### Aim
The data below is to be returned in full and exactly.

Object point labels

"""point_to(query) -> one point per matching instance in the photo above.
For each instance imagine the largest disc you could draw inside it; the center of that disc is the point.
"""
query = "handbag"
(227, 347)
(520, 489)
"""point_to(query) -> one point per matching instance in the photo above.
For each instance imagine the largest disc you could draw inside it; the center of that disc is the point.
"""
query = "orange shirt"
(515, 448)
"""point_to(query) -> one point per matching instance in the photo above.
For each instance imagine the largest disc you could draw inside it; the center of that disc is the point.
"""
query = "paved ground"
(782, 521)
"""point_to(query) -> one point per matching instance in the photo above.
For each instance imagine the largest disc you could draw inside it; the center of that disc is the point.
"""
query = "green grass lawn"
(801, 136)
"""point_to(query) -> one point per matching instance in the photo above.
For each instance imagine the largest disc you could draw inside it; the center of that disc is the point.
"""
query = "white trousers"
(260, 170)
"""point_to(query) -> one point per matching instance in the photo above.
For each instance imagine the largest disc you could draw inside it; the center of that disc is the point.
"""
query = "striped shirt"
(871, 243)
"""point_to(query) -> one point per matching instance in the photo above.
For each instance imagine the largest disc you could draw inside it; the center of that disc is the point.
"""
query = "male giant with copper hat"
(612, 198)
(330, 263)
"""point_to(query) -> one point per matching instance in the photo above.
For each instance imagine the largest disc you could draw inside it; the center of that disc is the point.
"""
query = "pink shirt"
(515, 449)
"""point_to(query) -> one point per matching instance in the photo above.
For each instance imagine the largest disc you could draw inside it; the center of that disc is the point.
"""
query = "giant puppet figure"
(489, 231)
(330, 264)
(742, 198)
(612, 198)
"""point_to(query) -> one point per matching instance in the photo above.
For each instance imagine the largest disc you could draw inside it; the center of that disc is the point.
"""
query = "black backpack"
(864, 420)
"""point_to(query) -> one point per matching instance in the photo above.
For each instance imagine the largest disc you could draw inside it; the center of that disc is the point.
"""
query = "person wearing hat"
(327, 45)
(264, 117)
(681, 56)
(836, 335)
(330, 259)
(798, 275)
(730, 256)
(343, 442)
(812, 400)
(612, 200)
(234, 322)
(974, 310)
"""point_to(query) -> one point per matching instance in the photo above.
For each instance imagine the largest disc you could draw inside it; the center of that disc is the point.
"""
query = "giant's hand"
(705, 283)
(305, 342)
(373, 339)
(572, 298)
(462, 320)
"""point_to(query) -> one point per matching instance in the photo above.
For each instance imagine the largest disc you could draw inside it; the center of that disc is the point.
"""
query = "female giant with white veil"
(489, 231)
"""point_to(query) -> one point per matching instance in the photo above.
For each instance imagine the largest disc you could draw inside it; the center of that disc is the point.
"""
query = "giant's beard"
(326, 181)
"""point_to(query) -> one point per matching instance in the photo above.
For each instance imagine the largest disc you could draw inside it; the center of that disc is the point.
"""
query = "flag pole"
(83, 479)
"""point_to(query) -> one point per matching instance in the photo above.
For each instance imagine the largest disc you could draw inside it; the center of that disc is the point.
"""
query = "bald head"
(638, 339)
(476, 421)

### Answer below
"""point_to(query) -> one point per matching instance in the photo above.
For each instance imagine the largest disc you could draw inside it; the center of that disc is the point.
"""
query = "handbag"
(227, 347)
(520, 489)
"""point_to(query) -> one point per matching instance in the photo above.
For each instance imagine the largest disc you could draw inside it; the center of that disc is the point.
"""
query = "orange shirt"
(515, 448)
"""point_to(query) -> one point per matching instance in the photo above.
For each instance imagine the largest disc you could draw inside it; the center of that disc is the point.
"""
query = "paved ground"
(782, 521)
"""point_to(query) -> one point per matching instance in the photo above.
For each instance imagine the largest disc you could draw inside it; the center of that disc is the point.
"""
query = "green grass lawn"
(801, 136)
"""point_to(query) -> one point per matching instance in the photo above.
For each instance imagine the largest disc you could draw inside it; the center of that disc is the point.
"""
query = "white trousers"
(260, 170)
"""point_to(query) -> one point per matching instance in the photo above.
For each instance imagine the largest disc you could draw inside it; the center of that disc is the point.
"""
query = "striped shirt"
(871, 243)
"""point_to(query) -> one point per matching instance in the photo above.
For each instance imagine the largest disc you could draw inside it; the center of that disc is the point.
"""
query = "male giant with copper hat"
(612, 198)
(330, 263)
"""point_to(query) -> one point per matching instance in the photo above.
For each instance imagine the largest disc you could draw inside it; the center of that disc is the point.
"""
query = "pink shirt"
(515, 449)
"""point_to(query) -> one point per matching instance in the photo above.
For each instance imagine the largest disc you could draw inside it; the center of that disc is the point.
"""
query = "giant puppet figure"
(489, 231)
(330, 264)
(742, 198)
(612, 198)
"""point_to(query) -> one point per matching instance in the photo above.
For each instance imagine the largest disc you could draw inside it; the center of that disc is the point.
"""
query = "black backpack"
(864, 420)
"""point_to(query) -> one point per matching instance in the photo above.
For each instance imagine the largest disc you could draw inside it; the center of that disc is the point.
"""
query = "person wearing hat"
(327, 45)
(264, 117)
(681, 56)
(836, 335)
(330, 259)
(798, 275)
(730, 256)
(343, 442)
(812, 400)
(612, 200)
(234, 322)
(974, 310)
"""point_to(query) -> one point per matching instance in the photo above.
For each instance imagine the largest disc you could draw inside it; the center of that disc is the point.
"""
query = "giant's hand"
(705, 283)
(305, 342)
(373, 339)
(572, 298)
(462, 320)
"""point_to(query) -> one point per matching instance in the photo above.
For each instance imagine the largest disc you could draw inside it; the center of that disc is the point.
"""
query = "female giant with white veil"
(489, 231)
"""point_to(query) -> one point per matching instance in the photo above.
For each instance imagine the largest disc you could draw inside it; the center of that disc is the point.
"""
query = "giant's beard"
(326, 181)
"""point_to(query) -> one point per matching instance in the photo above.
For each instance imagine the largest disc you could draw inside it; the center of that disc is the point.
"""
query = "flag pole"
(83, 479)
"""point_to(query) -> one point per matching instance in the photo above.
For each instance imagine the largest disc you could draw inside it; the center of that disc is the point.
"""
query = "bald head"
(638, 339)
(476, 421)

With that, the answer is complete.